Articles enregistrés d'une collection
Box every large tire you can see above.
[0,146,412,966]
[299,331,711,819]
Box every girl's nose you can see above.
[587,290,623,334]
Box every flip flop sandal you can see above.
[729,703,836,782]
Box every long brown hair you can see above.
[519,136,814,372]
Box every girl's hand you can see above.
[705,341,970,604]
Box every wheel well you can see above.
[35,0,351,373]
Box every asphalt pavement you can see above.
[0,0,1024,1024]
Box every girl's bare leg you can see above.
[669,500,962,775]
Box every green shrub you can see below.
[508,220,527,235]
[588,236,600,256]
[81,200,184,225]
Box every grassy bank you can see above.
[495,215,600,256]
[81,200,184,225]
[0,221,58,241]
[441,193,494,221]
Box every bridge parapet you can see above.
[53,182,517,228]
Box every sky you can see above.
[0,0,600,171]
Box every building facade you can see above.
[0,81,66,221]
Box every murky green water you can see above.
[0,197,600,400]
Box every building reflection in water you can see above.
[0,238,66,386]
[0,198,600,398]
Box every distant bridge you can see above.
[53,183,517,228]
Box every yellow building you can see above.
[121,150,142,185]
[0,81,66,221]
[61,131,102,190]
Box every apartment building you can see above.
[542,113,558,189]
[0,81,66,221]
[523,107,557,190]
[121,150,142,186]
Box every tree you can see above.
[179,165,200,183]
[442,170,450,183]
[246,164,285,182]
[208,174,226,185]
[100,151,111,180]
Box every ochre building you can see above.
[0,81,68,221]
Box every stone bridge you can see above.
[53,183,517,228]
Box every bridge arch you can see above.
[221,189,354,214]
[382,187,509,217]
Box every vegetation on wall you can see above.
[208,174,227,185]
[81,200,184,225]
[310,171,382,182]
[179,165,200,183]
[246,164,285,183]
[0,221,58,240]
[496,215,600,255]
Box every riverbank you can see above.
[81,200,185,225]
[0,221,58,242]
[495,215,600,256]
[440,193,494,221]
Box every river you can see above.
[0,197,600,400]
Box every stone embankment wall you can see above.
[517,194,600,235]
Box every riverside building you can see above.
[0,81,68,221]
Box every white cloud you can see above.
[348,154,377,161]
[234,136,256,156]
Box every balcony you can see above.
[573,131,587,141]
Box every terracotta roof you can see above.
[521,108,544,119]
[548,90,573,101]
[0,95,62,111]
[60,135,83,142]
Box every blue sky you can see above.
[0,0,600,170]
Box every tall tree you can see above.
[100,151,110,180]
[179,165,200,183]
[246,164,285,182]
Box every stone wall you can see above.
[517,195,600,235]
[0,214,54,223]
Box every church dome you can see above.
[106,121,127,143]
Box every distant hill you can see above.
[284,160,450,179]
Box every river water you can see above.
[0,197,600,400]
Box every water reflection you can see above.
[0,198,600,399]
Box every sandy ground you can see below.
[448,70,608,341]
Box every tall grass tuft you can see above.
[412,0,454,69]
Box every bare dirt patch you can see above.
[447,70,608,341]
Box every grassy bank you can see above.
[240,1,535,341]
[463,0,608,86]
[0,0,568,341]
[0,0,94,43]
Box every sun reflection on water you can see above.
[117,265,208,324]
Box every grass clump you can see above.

▶ _Tâche demandée_
Comptez les lignes des rangées ci-dessus qui contiennent le mot "building". Indiquez uniquement ce nombre.

▶ _La solution_
6